== BAHAN TUGAS ==

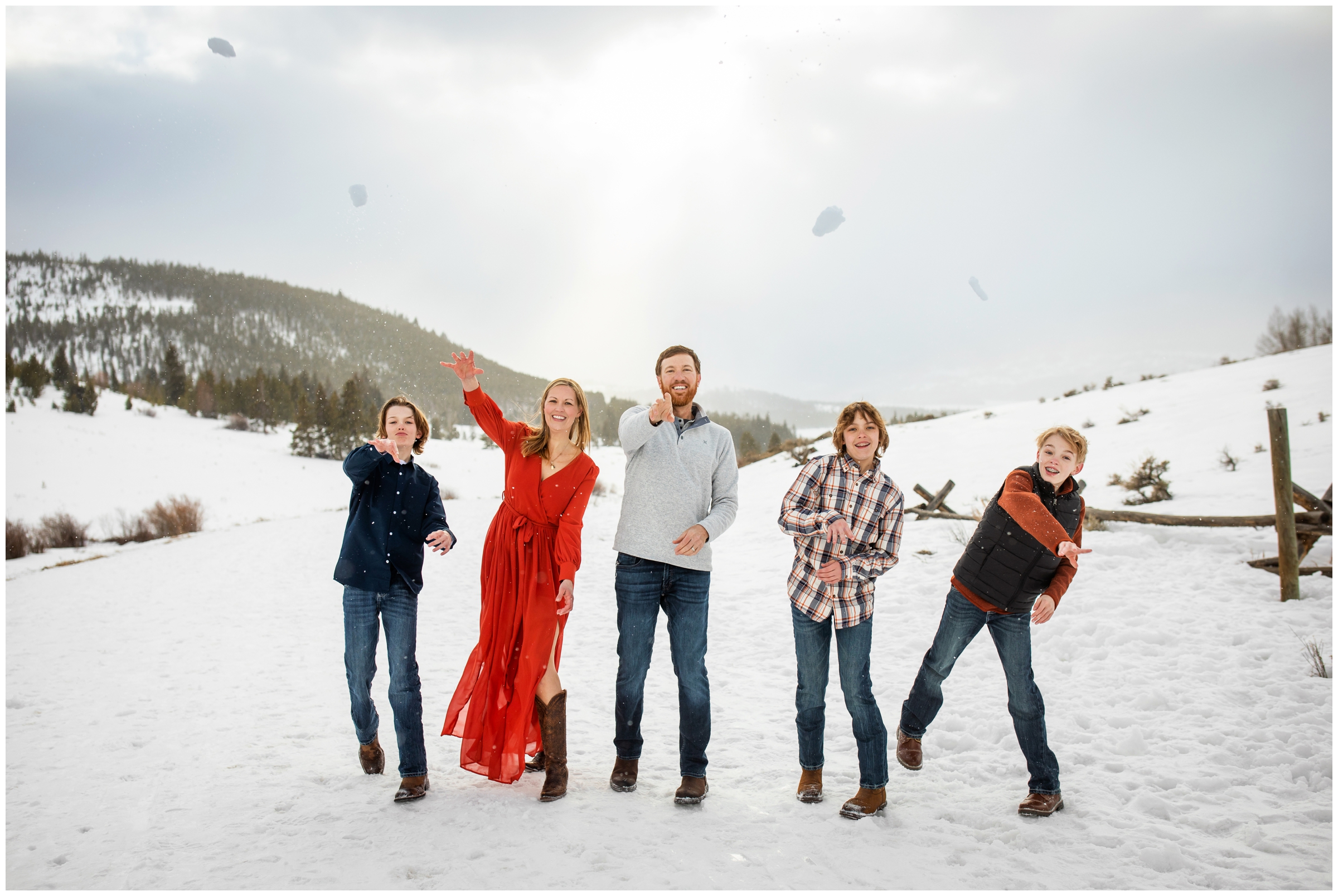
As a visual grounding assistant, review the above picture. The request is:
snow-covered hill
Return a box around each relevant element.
[6,346,1332,889]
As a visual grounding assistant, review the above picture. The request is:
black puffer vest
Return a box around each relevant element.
[953,464,1083,613]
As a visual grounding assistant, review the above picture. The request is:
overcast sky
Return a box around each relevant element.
[6,7,1332,405]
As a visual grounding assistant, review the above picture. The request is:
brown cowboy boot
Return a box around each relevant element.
[795,769,823,802]
[357,734,385,774]
[525,697,546,772]
[1017,793,1064,818]
[840,788,887,818]
[896,729,924,772]
[673,774,710,806]
[609,755,639,793]
[539,690,568,802]
[395,774,428,802]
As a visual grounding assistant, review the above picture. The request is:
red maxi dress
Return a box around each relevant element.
[442,388,599,784]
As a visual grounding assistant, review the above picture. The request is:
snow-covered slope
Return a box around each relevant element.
[6,346,1332,889]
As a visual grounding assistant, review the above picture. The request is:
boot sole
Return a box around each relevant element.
[840,802,887,821]
[1017,800,1064,818]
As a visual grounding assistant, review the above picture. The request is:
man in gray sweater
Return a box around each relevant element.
[609,345,739,804]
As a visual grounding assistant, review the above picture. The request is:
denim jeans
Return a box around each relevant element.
[902,588,1060,793]
[344,582,427,778]
[613,554,710,778]
[789,603,887,791]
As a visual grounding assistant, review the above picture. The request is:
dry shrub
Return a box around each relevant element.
[1108,454,1174,507]
[36,514,88,547]
[144,495,205,537]
[108,495,205,544]
[4,519,47,560]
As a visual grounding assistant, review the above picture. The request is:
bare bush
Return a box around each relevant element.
[4,519,47,560]
[36,514,88,547]
[1107,454,1175,507]
[1255,305,1334,355]
[144,495,205,537]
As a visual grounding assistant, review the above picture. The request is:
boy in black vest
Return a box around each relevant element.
[896,427,1092,816]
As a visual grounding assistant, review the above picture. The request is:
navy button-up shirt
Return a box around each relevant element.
[334,445,456,594]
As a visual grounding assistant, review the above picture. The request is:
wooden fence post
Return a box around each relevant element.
[1268,408,1301,600]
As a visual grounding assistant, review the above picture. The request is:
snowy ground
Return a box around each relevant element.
[6,348,1332,889]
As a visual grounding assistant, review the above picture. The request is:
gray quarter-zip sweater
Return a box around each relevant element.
[613,404,739,573]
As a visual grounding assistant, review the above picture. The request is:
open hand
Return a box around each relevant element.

===

# PETUNJUK TUGAS:
Ubah semua baris di atas menjadi daftar bernomor tanpa baris kosong. Gambar tidak perlu dimasukkan ke dalam jawaban.

# JAWABAN:
1. As a visual grounding assistant, review the above picture. The request is:
2. snow-covered hill
3. Return a box around each relevant element.
4. [6,346,1332,889]
5. As a visual grounding assistant, review the above picture. The request is:
6. black puffer vest
7. Return a box around each relevant element.
8. [953,464,1083,613]
9. As a visual grounding assistant, review the above picture. The request is:
10. overcast sky
11. Return a box around each relevant element.
12. [6,7,1332,405]
13. As a visual grounding assistant, review the above picture. The request is:
14. brown cowboy boot
15. Return a box around each relevant element.
16. [795,769,823,802]
17. [357,734,385,774]
18. [525,697,546,772]
19. [1017,793,1064,818]
20. [840,788,887,818]
21. [896,729,924,772]
22. [673,774,710,806]
23. [609,755,639,793]
24. [539,690,568,802]
25. [395,774,428,802]
26. As a visual grounding assistant, review the above picture. The request is:
27. red maxi dress
28. Return a box around each relevant element.
29. [442,388,599,784]
30. As a visual grounding assistant, review the above picture. The request is:
31. snow-covered slope
32. Return a box around each relevant element.
33. [6,346,1332,889]
34. As a visual grounding assistant, review the above picture. The request is:
35. boot sole
36. Return a box around each relevant element.
37. [840,802,887,821]
38. [1017,800,1064,818]
39. As a visual grounding assistant, review the above picture. The request is:
40. man in gray sweater
41. Return a box around each relevant element.
42. [609,345,739,804]
43. As a visual grounding assistant, review the above picture. The request is:
44. denim jeans
45. Return a box around each relevant element.
46. [902,588,1060,793]
47. [344,582,427,778]
48. [613,554,710,778]
49. [789,603,887,791]
50. As a visual grounding assistant, review the above picture. The request is:
51. dry shrub
52. Return a box around each relevant element.
53. [1108,454,1174,507]
54. [36,514,88,547]
55. [144,495,205,537]
56. [108,495,205,544]
57. [4,519,47,560]
58. As a visual grounding assistant, review the above picture. The request is:
59. bare bush
60. Return a box around each relevant element.
61. [4,519,47,560]
62. [36,514,88,547]
63. [1107,454,1175,507]
64. [1255,305,1334,355]
65. [144,495,205,537]
66. As a visual grounding assistant, review the above picture. The request is:
67. boy in black vest
68. Return a box around each relevant element.
69. [896,427,1092,816]
70. As a visual grounding assistant, review the above picture. The request is:
71. navy button-up shirt
72. Return a box around each relevant element.
73. [334,445,456,594]
74. As a visual grounding assistant, review the above picture. The request is:
75. wooden fence post
76. Return a box around each relevant element.
77. [1268,408,1301,600]
78. As a visual grounding assistant, review the above picture. The request is:
79. snowy ground
80. Return a box around each relevant element.
81. [6,348,1332,889]
82. As a visual grounding assistant, review the above picture. The request is:
83. gray quarter-zip sweater
84. Return a box around each relevant element.
85. [613,404,739,573]
86. As a visual grounding assistant, review the above picture. The request is:
87. open hand
88. Return a box around each relevant element.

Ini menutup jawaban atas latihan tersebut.